**To-do list:**
1. In the article below on the Textile Distributors Association roundtable about Caribbean Basin trade parity, list every company that a participant is identified as representing.
2. Summarize the article below on the Caribbean Basin trade parity roundtable in two sentences.
3. Pick up the article below on the Caribbean Basin trade parity roundtable after its final sentence and carry the discussion forward.

**Quoted passage:**
● ● ●
TDA TARGETS CBI
Byline: Scott Malone
NEW YORK — The landmark trade legislation granting trade parity to the nations of the Caribbean Basin has not been met with universal applause.
While mills have come down firmly in support of its requirements that U.S.-made fabric be used in most cases, fabric printers and finishers are anxious about the recently released interim regulations allowing fabric to be finished in the region.
These opinions came out in a recent roundtable discussion conducted in Manhattan with members of the Textile Distributors Association. The group reported that, with some exception, it hasn’t seen all that much sales resulting from parity, though companies continue to hold out hope that things will pick up in the months ahead.
The printing and finishing exemption inspired much debate. Not surprisingly, those who make their livelihoods printing in the U.S. are opposed to it, as are the major textile industry lobbying groups. However, some suggested that it may be a moot point — printing plants are substantially more expensive to set up than cut-and-sew shops. Further, since most of the nations of the Caribbean Basin are islands with limited fresh water supplies, it seems to make them unsuitable for printing operations.
Five members of the TDA participated in the meeting: Joseph Gatta, president of the Danbury, Conn.-based finisher Sandlapper Fabrics; gray-mill executives Gary Niederauer, vice president at the New York offices of Greenwood Mills, and Dan Menichella, vice president of Hoboken, N.J.-based Joshua L. Baily & Co.; and converters Joseph Lee, vice president at Roseland, N.J.-based Mainzer Minton Co., and Pearl Ann Marco, principal at De Marco California Fabrics. Bruce Roberts, executive director of the TDA, also participated in the discussion, which went as follows:
WWD: The U.S. has recently extended trade parity to the nations of the Caribbean Basin. What are your thoughts on this, and do you look at this as an opportunity for your business?
Gatta: We have been actively trying to partner up with someone on this. We talked to a bunch of different mills and one of the main areas that we have been concentrating on is the knitting area. That has been one of the primary products that we have been running at the plant.
In the past, Sandlapper was probably 80 percent to 100 percent focused on the apparel market. Today, we are probably about 30 percent to 40 percent in apparel. The rest of it is other products that we had to go into.
In the Caribbean, the finishing is going to take place there. That was one of the questions that was resolved over the last couple of days that we could be able to finish, print and dye fabrics in the Caribbean as part of this program.
● ● ●
**Dataset section:**

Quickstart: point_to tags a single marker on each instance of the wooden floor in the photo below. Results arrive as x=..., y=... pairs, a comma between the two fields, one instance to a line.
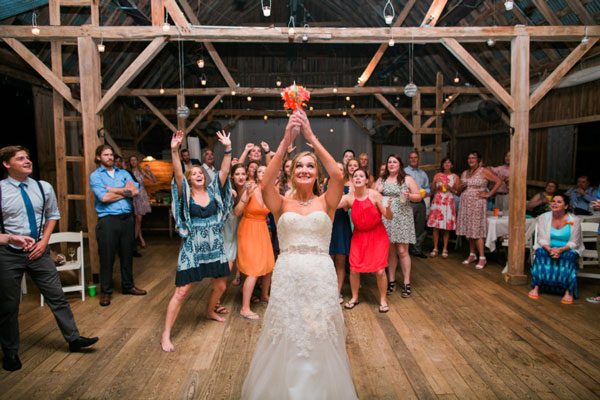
x=462, y=334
● ● ●
**Responses:**
1.
Sandlapper Fabrics
Greenwood Mills
Joshua L. Baily & Co.
Mainzer Minton Co.
De Marco California Fabrics

2. The trade legislation granting parity to Caribbean Basin nations has drawn mixed reactions: mills back its requirement for U.S.-made fabric, while fabric printers and finishers are anxious about interim regulations that allow finishing in the region. At a Manhattan roundtable, Textile Distributors Association members said parity has produced little in sales so far but hoped for improvement, and they debated the printing and finishing exemption, which some called a moot point because printing plants cost more to set up and the islands have limited fresh water.

3.
Roberts: That was what they handed down. However, the industry has 60 days to voice their opinion on this subject, and there are very strong opinions being voiced in opposition to this. So, I’m not sure that that issue is a dead issue. Conceivably, we may have a reexamination of it. I sincerely hope so, anyway.
Gatta: The finishing part of the industry has been impacted pretty severely. There have been so many plants closing, but I think today there are still some 60,000 people working in the dyeing, printing and finishing industry in the States. We were looking at that as somewhere we could recoup some of of the apparel business that has been lost in the past 10 to 15 years. But, hopefully, we can tie up with someone and recover some of that business.
Roberts: It’s very important that this reexamination be successful, because otherwise it’s not going to help your situation very much.
Menichella: I don’t think there is much finishing available in the Caribbean.
Lee: There are 24 countries in the CBI [Caribbean Basin Initiative], and a whole bunch of them are islands. Historically, those islands lack water, and that is the prime ingredient for dyeing, printing and finishing. So I don’t think that those island countries are ever going to be a factor. Perhaps Guatemala, Honduras and El Salvador. Those [mainland] countries might become a factor.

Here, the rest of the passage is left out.